#### [Records supplied]
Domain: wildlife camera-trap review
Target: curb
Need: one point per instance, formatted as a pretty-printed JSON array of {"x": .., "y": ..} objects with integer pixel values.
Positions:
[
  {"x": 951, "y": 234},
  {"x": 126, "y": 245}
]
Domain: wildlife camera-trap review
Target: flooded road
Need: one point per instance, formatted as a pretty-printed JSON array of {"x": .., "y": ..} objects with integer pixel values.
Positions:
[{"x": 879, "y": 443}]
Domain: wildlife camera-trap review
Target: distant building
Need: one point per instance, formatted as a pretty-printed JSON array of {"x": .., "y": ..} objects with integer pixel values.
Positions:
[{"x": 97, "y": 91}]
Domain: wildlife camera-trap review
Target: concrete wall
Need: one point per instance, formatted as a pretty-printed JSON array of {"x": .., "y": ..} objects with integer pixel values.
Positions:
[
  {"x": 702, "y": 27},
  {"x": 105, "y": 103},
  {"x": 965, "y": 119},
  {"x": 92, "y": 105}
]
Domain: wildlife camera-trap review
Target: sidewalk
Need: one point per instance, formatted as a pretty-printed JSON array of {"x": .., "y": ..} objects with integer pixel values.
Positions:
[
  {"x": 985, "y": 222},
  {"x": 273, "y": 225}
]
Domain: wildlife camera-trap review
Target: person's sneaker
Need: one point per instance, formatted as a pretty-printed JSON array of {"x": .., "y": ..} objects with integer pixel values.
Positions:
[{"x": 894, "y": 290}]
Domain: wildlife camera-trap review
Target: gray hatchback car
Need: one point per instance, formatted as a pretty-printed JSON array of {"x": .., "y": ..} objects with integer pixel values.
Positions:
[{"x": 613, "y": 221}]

#### [Task]
Reproduce the entire listing line for line, requests included, and add 149 to every x and y pixel coordinate in the position arrays.

#### [Response]
Domain: wildlife camera-trap review
Target: curb
Need: one point per instance, formatted as a pretty-printed JSON array of {"x": .., "y": ..} objects with integer pixel values.
Positions:
[
  {"x": 1100, "y": 383},
  {"x": 275, "y": 394}
]
Domain: wildlife camera-trap review
Target: flooded road
Need: one point per instance, formatted as a pretty-printed JSON array of {"x": .., "y": ..} objects with integer pixel values.
Positions:
[{"x": 1028, "y": 592}]
Domain: wildlife camera-trap review
Target: distant building
Need: one point per instance, formatted as a pretty-printed JSON array of {"x": .., "y": ..} objects with integer pixel values.
Positions:
[{"x": 246, "y": 240}]
Domain: wildlife camera-trap review
Target: concrete wall
Need: one point per instance, formatted as a pretty-printed JSON array of {"x": .., "y": ..} objects with integer pixel values.
Positions:
[
  {"x": 851, "y": 176},
  {"x": 254, "y": 252},
  {"x": 1114, "y": 268},
  {"x": 241, "y": 254}
]
Domain: wildlife camera-trap review
Target: sidewalk
Need: one point per instance, formatted as a pretty-printed JSON array of {"x": .., "y": ..} objects with integer pixel values.
Positions:
[
  {"x": 1134, "y": 371},
  {"x": 422, "y": 374}
]
Domain: wildlife camera-trap review
Target: person's sneaker
Need: one point per instance, formatted as a pretty-printed JSON array of {"x": .., "y": ..} objects with integer pixel values.
Positions:
[{"x": 1043, "y": 439}]
Domain: wildlife camera-trap review
Target: gray hatchback car
Need: one point per instance, formatted as a pretty-printed JSON array of {"x": .., "y": ..} objects with integer pixel values.
Positions:
[{"x": 762, "y": 370}]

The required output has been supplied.